Problem to solve | Identify each line of the material below that contains the string "framed", and copy every such line in full.

Excerpts of pointing data:
——
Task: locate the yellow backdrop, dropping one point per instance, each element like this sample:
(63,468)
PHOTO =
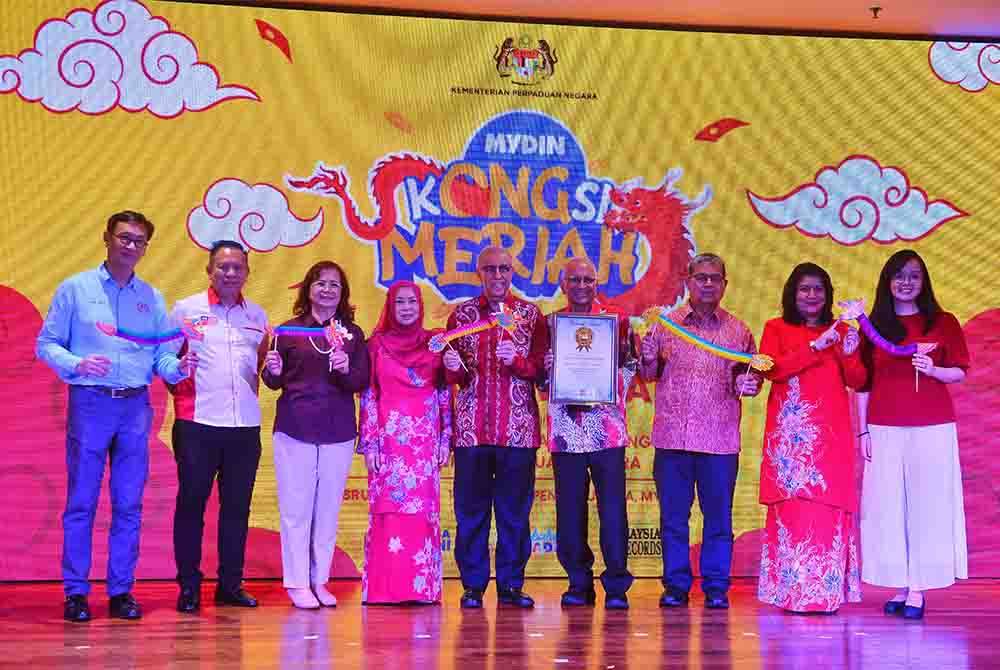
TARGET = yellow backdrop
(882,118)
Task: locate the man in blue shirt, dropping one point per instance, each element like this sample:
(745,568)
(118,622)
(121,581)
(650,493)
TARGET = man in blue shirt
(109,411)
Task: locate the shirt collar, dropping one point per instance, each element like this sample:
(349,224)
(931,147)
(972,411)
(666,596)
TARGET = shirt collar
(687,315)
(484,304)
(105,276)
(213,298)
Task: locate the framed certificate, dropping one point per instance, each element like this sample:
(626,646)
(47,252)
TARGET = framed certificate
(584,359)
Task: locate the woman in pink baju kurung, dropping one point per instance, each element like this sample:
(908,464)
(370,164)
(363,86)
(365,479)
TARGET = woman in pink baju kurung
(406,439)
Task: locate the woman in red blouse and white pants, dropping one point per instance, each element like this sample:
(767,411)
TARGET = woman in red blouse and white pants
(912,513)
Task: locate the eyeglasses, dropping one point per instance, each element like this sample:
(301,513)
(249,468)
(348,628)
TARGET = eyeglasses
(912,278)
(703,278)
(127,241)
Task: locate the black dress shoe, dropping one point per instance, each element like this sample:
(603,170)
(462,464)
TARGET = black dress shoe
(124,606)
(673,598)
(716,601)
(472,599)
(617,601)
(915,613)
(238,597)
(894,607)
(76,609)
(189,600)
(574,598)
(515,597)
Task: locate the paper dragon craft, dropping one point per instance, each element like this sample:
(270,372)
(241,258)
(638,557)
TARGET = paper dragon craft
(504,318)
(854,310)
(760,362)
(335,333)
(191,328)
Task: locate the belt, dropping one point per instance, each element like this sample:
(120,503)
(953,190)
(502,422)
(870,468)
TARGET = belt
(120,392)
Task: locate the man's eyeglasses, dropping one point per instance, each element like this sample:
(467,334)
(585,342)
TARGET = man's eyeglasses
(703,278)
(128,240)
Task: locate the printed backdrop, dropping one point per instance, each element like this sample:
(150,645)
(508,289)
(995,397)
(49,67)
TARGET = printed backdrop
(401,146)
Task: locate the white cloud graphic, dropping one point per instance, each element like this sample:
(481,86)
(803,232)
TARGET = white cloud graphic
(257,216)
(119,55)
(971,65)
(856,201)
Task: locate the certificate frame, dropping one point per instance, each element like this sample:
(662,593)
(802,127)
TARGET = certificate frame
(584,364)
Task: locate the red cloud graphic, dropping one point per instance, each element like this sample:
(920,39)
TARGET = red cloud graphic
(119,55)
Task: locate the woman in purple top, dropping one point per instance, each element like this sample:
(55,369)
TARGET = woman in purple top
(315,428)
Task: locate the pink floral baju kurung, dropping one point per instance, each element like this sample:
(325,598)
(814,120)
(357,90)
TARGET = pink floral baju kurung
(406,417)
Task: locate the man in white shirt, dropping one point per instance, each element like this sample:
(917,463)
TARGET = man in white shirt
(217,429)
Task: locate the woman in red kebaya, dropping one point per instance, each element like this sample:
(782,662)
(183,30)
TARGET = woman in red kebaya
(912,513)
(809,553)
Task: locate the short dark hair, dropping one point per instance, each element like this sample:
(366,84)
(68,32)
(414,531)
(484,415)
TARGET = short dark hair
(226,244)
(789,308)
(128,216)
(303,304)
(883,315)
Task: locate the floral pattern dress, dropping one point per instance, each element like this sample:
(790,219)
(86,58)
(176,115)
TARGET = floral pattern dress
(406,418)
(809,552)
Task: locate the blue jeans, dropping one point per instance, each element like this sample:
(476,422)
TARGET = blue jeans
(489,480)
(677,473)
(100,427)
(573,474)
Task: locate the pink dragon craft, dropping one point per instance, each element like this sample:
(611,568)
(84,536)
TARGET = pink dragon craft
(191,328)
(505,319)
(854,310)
——
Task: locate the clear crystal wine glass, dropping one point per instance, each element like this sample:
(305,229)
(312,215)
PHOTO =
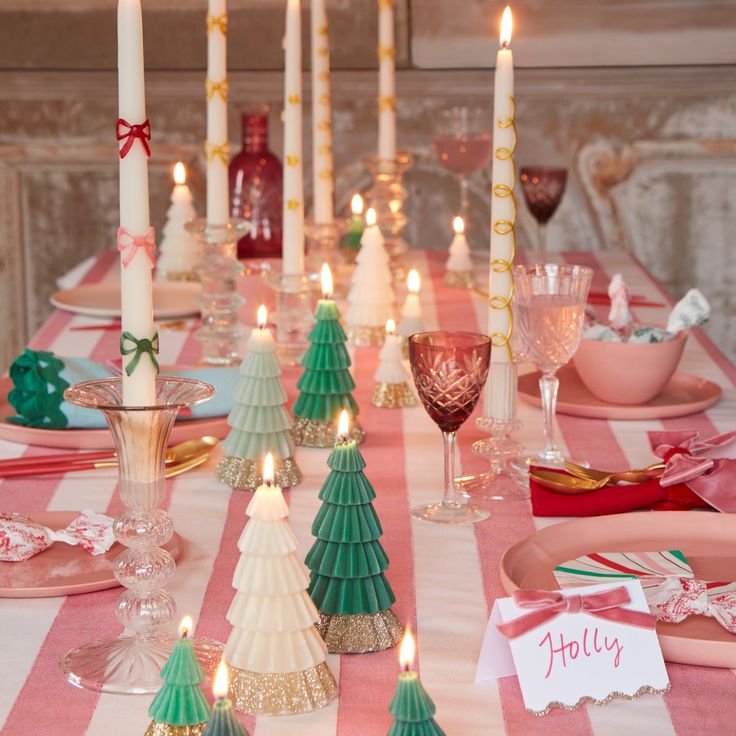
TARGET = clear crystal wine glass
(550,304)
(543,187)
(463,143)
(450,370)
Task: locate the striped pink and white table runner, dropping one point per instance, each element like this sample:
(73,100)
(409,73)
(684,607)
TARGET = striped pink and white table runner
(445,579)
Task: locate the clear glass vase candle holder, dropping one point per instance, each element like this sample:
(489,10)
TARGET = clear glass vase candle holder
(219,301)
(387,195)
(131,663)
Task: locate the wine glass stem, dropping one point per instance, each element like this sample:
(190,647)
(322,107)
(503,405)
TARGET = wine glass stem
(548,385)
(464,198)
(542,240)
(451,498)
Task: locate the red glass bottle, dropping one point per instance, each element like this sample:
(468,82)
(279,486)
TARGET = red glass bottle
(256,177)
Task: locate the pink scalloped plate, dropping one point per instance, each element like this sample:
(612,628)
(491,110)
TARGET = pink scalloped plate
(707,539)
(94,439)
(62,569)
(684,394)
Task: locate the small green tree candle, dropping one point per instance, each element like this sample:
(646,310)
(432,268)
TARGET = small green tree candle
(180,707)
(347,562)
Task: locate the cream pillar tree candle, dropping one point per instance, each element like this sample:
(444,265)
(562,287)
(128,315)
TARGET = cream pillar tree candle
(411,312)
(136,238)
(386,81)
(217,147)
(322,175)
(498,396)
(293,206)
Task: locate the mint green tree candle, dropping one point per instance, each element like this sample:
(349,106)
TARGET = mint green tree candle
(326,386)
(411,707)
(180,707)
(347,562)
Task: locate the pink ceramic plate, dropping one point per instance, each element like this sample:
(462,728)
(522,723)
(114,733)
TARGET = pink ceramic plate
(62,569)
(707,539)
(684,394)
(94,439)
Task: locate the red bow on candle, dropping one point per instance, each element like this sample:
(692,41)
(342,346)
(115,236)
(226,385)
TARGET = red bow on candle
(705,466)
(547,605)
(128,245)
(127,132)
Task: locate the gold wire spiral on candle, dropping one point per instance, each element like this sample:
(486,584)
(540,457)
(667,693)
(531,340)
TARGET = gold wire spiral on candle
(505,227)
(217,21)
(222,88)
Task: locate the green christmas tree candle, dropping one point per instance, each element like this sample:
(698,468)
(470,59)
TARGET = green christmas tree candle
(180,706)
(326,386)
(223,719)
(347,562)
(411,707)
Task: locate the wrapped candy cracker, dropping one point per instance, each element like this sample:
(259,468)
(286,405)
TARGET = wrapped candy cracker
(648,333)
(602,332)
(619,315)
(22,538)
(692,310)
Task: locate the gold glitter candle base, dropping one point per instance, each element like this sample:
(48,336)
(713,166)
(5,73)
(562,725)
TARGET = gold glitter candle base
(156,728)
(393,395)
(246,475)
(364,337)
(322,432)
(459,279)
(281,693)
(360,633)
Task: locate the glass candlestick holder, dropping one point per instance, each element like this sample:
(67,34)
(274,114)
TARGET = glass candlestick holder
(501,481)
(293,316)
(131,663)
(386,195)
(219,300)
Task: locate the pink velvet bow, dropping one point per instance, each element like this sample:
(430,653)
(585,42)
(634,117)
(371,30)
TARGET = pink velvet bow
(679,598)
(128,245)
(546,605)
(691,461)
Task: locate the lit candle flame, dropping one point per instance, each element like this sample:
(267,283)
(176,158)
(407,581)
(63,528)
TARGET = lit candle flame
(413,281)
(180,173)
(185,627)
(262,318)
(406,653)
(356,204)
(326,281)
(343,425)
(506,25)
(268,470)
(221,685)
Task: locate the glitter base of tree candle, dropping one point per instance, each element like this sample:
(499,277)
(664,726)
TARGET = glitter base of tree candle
——
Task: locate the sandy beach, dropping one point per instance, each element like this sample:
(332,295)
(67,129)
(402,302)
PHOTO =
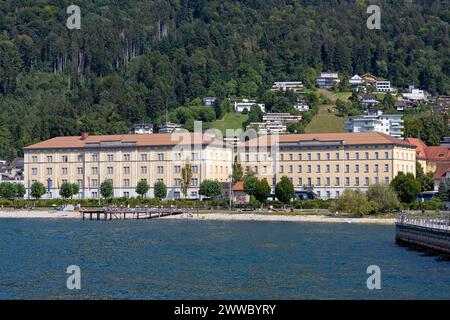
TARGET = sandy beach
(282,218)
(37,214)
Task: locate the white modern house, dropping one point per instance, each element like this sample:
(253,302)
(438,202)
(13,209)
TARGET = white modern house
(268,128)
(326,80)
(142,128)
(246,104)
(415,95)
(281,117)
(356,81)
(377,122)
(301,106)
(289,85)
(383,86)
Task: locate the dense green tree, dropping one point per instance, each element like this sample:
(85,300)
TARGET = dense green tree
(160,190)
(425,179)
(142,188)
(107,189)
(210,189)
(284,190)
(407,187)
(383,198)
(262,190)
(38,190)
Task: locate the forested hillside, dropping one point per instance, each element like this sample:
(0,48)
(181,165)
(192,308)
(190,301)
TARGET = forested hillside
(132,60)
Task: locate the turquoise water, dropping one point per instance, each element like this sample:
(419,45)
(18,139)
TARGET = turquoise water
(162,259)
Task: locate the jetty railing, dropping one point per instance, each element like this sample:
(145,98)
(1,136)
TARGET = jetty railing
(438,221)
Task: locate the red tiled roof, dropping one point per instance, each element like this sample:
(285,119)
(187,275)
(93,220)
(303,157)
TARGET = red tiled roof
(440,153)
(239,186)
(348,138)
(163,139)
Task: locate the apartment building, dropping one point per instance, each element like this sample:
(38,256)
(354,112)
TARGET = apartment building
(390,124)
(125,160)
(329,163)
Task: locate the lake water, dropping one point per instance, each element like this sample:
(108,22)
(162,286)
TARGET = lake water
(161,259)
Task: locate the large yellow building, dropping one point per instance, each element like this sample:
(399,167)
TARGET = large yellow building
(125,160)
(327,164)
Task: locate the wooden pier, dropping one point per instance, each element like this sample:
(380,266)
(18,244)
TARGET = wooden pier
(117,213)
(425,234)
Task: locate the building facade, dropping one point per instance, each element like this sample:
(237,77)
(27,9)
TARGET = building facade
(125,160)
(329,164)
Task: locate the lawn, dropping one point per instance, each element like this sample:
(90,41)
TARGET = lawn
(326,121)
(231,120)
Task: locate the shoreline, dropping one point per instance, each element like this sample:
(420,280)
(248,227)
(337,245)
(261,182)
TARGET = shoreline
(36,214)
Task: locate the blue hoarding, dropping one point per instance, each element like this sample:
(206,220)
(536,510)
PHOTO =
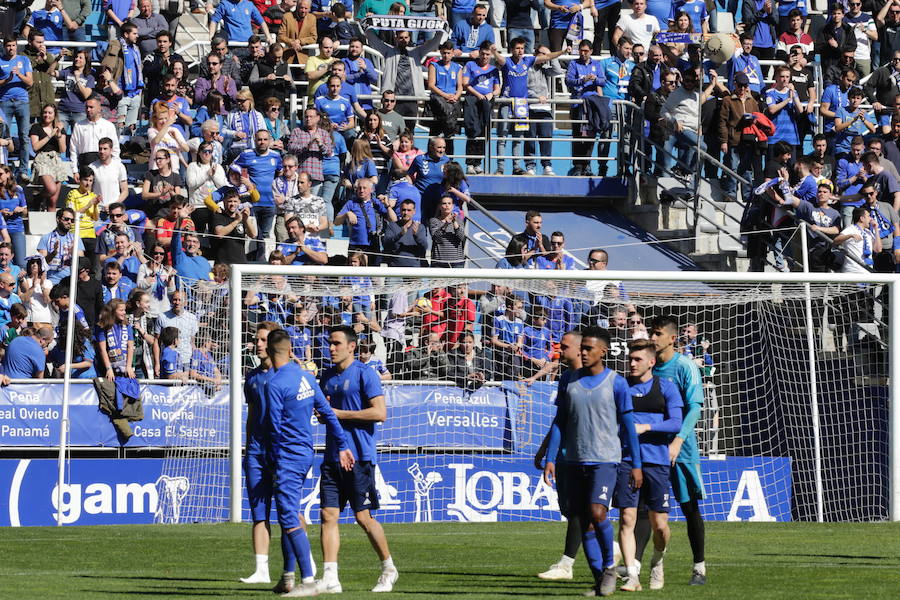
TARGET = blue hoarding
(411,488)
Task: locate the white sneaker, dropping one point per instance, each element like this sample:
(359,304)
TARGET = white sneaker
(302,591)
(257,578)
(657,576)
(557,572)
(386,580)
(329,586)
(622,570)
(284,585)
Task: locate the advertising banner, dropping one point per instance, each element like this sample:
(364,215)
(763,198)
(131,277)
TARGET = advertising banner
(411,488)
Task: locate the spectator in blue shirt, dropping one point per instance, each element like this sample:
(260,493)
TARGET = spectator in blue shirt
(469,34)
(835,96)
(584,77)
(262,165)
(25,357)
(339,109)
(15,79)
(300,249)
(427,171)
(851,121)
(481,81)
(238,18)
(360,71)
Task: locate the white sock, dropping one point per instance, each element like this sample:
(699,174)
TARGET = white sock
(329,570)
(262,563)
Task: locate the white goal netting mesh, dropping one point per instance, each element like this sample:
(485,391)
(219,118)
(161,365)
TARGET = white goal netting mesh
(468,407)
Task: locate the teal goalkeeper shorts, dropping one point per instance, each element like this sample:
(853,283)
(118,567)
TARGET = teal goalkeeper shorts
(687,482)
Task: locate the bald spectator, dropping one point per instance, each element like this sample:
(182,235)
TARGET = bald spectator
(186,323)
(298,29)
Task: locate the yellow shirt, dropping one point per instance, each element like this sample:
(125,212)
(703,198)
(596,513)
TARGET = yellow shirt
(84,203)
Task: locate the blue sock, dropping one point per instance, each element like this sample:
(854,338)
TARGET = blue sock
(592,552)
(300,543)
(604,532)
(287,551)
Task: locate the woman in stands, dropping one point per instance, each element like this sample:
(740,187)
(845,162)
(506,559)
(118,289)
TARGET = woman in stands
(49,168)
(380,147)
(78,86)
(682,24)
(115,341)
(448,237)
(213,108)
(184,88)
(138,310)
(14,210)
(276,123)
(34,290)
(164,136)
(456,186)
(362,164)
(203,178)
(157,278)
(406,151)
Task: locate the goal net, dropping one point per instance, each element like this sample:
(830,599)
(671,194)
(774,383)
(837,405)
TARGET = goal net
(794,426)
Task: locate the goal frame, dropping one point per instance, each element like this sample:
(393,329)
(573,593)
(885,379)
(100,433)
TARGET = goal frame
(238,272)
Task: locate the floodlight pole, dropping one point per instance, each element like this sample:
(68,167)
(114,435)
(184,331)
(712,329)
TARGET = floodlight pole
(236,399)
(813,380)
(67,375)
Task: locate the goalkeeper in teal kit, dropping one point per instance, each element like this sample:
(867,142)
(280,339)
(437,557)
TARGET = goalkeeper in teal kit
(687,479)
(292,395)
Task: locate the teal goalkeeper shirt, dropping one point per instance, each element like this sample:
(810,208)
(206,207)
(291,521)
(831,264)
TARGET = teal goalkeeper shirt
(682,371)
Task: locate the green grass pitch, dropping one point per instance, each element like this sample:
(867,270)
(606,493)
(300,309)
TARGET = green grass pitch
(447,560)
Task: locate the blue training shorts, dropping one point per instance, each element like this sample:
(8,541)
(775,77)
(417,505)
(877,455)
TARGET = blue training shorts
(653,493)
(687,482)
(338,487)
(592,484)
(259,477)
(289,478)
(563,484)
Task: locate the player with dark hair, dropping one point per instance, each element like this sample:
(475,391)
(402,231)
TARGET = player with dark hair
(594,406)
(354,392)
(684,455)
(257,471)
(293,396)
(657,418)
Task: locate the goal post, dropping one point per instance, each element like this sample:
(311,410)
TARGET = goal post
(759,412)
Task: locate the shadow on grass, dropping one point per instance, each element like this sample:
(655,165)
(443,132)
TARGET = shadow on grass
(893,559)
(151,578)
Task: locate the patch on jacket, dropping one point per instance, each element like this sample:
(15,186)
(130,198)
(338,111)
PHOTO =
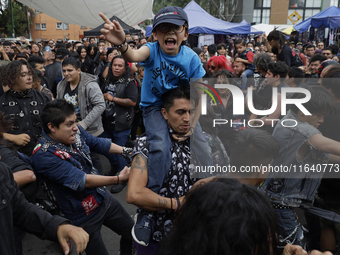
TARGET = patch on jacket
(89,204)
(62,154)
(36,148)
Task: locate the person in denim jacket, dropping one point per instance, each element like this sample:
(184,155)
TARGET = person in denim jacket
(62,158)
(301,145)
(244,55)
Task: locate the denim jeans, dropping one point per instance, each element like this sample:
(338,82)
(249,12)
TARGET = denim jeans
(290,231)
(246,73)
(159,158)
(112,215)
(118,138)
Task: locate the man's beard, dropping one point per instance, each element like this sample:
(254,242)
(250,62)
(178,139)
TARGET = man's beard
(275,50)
——
Final answer |
Task: locate the framed certificate, dropping one point per instance, each element like this sample:
TARGET = framed certificate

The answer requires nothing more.